What to work on:
Starting at the first line and ending at the last, reproduce the records below exactly.

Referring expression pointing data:
+++

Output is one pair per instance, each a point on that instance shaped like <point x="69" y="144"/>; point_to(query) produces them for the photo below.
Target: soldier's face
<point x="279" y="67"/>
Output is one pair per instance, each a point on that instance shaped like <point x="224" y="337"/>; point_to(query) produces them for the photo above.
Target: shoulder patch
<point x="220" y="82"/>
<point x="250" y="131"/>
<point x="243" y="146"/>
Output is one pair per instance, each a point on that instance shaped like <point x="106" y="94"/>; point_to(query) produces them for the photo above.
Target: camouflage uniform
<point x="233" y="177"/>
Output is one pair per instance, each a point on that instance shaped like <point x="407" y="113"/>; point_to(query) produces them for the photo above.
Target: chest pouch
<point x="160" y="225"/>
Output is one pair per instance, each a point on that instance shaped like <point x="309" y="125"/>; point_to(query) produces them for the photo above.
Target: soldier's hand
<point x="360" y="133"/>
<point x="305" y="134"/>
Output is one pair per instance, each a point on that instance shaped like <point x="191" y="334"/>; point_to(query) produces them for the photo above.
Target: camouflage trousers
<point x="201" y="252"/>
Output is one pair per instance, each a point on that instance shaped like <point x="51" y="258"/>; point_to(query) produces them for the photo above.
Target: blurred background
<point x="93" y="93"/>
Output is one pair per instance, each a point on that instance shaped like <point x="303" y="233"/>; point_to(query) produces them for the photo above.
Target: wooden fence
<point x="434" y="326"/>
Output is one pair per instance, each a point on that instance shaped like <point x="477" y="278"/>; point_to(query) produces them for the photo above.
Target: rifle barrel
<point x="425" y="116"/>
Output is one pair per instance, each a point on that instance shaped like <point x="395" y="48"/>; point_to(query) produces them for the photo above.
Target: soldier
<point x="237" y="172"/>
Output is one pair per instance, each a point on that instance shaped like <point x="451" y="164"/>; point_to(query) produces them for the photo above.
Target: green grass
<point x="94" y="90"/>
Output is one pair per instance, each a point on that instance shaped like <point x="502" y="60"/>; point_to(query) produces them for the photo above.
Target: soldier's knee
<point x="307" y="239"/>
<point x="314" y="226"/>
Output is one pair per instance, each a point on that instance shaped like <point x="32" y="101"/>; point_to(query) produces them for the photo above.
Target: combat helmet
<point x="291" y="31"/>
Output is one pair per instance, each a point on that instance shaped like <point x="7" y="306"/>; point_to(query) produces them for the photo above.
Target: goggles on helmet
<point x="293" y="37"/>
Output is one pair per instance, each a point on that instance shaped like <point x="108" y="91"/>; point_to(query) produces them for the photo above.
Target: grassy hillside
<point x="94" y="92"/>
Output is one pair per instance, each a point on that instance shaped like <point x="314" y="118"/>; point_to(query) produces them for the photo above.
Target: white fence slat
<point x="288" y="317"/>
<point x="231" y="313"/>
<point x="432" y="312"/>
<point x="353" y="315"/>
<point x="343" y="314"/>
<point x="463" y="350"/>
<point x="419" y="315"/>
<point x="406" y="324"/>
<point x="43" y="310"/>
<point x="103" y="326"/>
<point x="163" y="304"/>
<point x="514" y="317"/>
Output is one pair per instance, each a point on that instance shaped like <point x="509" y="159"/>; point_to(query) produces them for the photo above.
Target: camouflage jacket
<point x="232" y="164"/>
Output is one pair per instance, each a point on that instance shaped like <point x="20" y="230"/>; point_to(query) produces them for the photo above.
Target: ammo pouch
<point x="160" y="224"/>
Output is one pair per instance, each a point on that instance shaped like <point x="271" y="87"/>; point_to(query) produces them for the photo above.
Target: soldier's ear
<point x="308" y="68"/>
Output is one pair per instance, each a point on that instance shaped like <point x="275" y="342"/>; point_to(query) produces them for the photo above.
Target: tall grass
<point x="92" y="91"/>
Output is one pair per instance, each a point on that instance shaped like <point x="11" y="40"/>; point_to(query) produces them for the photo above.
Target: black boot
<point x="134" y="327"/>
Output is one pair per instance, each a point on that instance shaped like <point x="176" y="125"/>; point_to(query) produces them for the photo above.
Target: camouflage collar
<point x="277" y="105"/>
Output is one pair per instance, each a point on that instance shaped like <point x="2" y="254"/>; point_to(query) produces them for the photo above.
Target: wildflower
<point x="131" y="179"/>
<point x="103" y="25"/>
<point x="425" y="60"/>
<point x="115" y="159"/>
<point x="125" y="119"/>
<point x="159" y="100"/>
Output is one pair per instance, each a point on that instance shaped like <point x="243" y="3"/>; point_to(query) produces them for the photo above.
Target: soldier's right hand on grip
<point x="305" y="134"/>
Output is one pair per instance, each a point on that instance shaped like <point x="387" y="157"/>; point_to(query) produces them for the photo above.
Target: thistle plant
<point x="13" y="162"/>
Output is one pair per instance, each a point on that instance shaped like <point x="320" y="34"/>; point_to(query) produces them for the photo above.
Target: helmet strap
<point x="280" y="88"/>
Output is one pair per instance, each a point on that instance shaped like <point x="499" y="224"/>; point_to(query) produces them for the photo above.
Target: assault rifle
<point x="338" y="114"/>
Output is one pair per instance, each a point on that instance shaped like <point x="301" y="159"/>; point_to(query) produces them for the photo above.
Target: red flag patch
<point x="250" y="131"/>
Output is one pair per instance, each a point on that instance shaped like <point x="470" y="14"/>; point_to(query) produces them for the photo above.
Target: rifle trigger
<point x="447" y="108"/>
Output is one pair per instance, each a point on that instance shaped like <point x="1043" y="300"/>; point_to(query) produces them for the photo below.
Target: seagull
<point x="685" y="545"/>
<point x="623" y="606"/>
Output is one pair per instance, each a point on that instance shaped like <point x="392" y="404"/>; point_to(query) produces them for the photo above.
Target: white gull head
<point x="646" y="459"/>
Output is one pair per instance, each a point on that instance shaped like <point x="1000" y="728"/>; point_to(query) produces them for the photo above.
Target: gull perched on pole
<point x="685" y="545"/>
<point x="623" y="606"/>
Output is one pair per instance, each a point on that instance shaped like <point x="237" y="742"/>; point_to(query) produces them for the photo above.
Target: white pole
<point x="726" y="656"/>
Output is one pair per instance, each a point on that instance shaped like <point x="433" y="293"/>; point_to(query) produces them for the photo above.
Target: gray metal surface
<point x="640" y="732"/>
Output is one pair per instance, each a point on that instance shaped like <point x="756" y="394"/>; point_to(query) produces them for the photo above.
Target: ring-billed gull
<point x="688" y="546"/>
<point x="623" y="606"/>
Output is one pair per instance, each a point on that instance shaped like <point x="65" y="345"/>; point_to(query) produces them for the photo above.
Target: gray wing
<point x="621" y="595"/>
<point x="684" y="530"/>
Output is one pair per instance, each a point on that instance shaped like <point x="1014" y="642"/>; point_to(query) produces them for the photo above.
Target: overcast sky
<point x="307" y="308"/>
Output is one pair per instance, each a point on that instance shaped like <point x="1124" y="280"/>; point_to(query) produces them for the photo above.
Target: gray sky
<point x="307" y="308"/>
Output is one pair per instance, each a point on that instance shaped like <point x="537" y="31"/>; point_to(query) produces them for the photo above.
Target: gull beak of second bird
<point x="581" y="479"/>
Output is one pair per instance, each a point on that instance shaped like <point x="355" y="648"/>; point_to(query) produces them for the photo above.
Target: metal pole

+++

Result for this exercise:
Output is one pair per instance, each a point on that instance shaped like <point x="69" y="144"/>; point_to(query) produces them for the photo below.
Target: soldier's face
<point x="279" y="67"/>
Output is one pair per instance, each a point on that instance shaped like <point x="224" y="337"/>; point_to(query) produces them for the photo above.
Target: shoulder patch
<point x="220" y="82"/>
<point x="250" y="131"/>
<point x="243" y="146"/>
Output is one pair per instance, each a point on that instance shaped like <point x="106" y="94"/>; point_to(query) produces them for the photo above.
Target: camouflage uniform
<point x="233" y="177"/>
Output is one pair per instance, each a point on that instance shaped like <point x="407" y="113"/>; point_to(query) produces them for the photo above.
Target: chest pouch
<point x="160" y="225"/>
Output is one pair per instance, each a point on that instance shaped like <point x="309" y="125"/>; point_to(query) produces them for the photo above.
Target: soldier's hand
<point x="360" y="133"/>
<point x="305" y="134"/>
Output is one pair per instance, each a point on that instance shaped like <point x="191" y="334"/>; point_to(query) produces them for the photo above.
Target: camouflage trousers
<point x="201" y="252"/>
Output is one pair per instance, each a point on that instance shaped like <point x="51" y="258"/>; point_to(query) produces them for the photo above.
Target: blurred background
<point x="93" y="93"/>
Output is one pair per instance, each a point on that instance shaped like <point x="303" y="233"/>; point_to(query) produces them for the photo above.
Target: wooden fence
<point x="434" y="326"/>
Output is one pair per instance, each a point on that instance shaped like <point x="477" y="278"/>; point_to(query) produces them for the photo above.
Target: rifle barrel
<point x="425" y="116"/>
Output is one pair per instance, each a point on that instance shaped like <point x="395" y="48"/>; point_to(query) produces them for the photo above.
Target: soldier
<point x="237" y="172"/>
Output is one pair per instance, each a point on that instance shaped like <point x="451" y="164"/>; point_to(query) produces them for the photo above.
Target: green grass
<point x="94" y="90"/>
Output is one pair per instance, each a point on that instance shaped like <point x="502" y="60"/>; point_to(query) produces them for the photo above.
Target: soldier's knee
<point x="307" y="239"/>
<point x="314" y="226"/>
Output is one pair per instance, each a point on that instance shaped like <point x="32" y="101"/>; point_to(query) produces them for the photo above.
Target: combat helmet
<point x="291" y="31"/>
Output is one pair per instance, each a point on that instance shaped like <point x="7" y="306"/>; point_to(query) produces them for the photo above.
Target: goggles on helmet
<point x="293" y="37"/>
Output is one pair per instance, each a point on that instance shaped like <point x="108" y="91"/>; point_to(query) produces them for the photo above.
Target: grassy hillside
<point x="94" y="92"/>
Output is one pair per instance, each a point on that instance shaped like <point x="314" y="118"/>; point_to(query) produces them for the photo above.
Target: white fence slat
<point x="288" y="317"/>
<point x="231" y="313"/>
<point x="432" y="312"/>
<point x="353" y="315"/>
<point x="343" y="314"/>
<point x="463" y="350"/>
<point x="419" y="315"/>
<point x="406" y="324"/>
<point x="43" y="310"/>
<point x="103" y="326"/>
<point x="163" y="304"/>
<point x="514" y="317"/>
Output is one pair per instance, each a point on that instance shaped like <point x="509" y="159"/>; point_to(query) produces them for the photo above.
Target: camouflage jacket
<point x="232" y="164"/>
Output is one pair per instance, each a point on that instance shaped like <point x="20" y="230"/>; point_to(query) produces them for the photo above.
Target: ammo pouch
<point x="160" y="224"/>
Output is one pair per instance, each a point on that instance shaped like <point x="271" y="87"/>; point_to(query) produces them for the photo above.
Target: soldier's ear
<point x="308" y="68"/>
Output is one pair per instance, each a point on that instance shaped like <point x="275" y="342"/>; point_to(query) produces them for the photo above.
Target: tall grass
<point x="92" y="91"/>
Output is one pair per instance, each a point on that instance shaped like <point x="11" y="40"/>; point_to(query) produces them for the photo above.
Target: black boot
<point x="134" y="327"/>
Output is one pair per instance, each a point on that instance shaped like <point x="176" y="125"/>; point_to(query) produces them for the photo above.
Target: camouflage collar
<point x="277" y="105"/>
Output is one pair per instance, each a point on that instance shaped like <point x="2" y="254"/>; point_to(query) produces them for the photo above.
Target: wildflower
<point x="131" y="179"/>
<point x="103" y="25"/>
<point x="425" y="60"/>
<point x="115" y="159"/>
<point x="125" y="119"/>
<point x="159" y="100"/>
Output is one pair per instance, each a point on that instance shaped like <point x="243" y="3"/>; point_to(query) produces them for the photo above.
Target: soldier's right hand on grip
<point x="305" y="134"/>
Output is one pair per instance, each a point on that instance shaped like <point x="387" y="157"/>; point_to(query) produces them for the photo above.
Target: thistle plant
<point x="13" y="162"/>
Output is one pair per instance, each a point on that instance shaped like <point x="320" y="34"/>; point_to(query) produces them for the photo above.
Target: helmet strap
<point x="280" y="88"/>
Output is one pair per instance, each a point on that instance shaped like <point x="499" y="224"/>; point_to(query) produces them for the photo above.
Target: assault rifle
<point x="338" y="114"/>
Output is one pair per instance, each a point on that instance shaped like <point x="301" y="159"/>; point_to(query) produces them for the photo above.
Target: red flag patch
<point x="250" y="131"/>
Output is one pair per instance, each a point on that instance shaped like <point x="470" y="14"/>; point_to(query) produces them for the photo above.
Target: rifle trigger
<point x="447" y="108"/>
Output is one pair per instance, each a point on that instance shaped like <point x="1043" y="300"/>; point_to(query) produces them for the photo below.
Target: seagull
<point x="685" y="545"/>
<point x="623" y="606"/>
Output is one pair per instance, each a point on that instance shaped like <point x="392" y="404"/>; point_to(query) produces them for the photo above.
Target: white gull head
<point x="646" y="459"/>
Output is one pair per instance, each a point on that instance shaped like <point x="1000" y="728"/>; point_to(query) produces them for the photo above.
Target: gull perched on pole
<point x="685" y="545"/>
<point x="623" y="606"/>
Output is one pair per instance, each a point on that instance shaped like <point x="237" y="742"/>; point_to(query) produces them for the photo above.
Target: white pole
<point x="726" y="656"/>
Output is one pair per instance, each a point on that instance shaped like <point x="433" y="293"/>; point_to(query) produces them for the photo above.
Target: gray metal surface
<point x="640" y="732"/>
Output is one pair per instance, each a point on that instance shaped like <point x="756" y="394"/>; point_to(query) produces them for the photo above.
Target: ring-billed gull
<point x="688" y="546"/>
<point x="623" y="606"/>
Output is one pair per instance, each a point on that instance shaped like <point x="65" y="345"/>; point_to(query) produces them for the photo above.
Target: gray wing
<point x="621" y="595"/>
<point x="684" y="530"/>
Output is one pair per instance, each a point on that instance shaped like <point x="1014" y="642"/>; point_to(query) produces them for the photo above.
Target: overcast sky
<point x="307" y="308"/>
Output is one pair per instance, each a point on that instance shaped like <point x="1124" y="280"/>; point_to(query) produces them for the photo above.
Target: gray sky
<point x="307" y="308"/>
Output is one pair per instance, each a point on that instance shaped like <point x="537" y="31"/>; point_to(query) produces them for the photo above.
Target: gull beak of second bird
<point x="581" y="479"/>
Output is one pair per instance, each a point on that instance shaped like <point x="355" y="648"/>; point_to(query) produces them for the photo above.
Target: metal pole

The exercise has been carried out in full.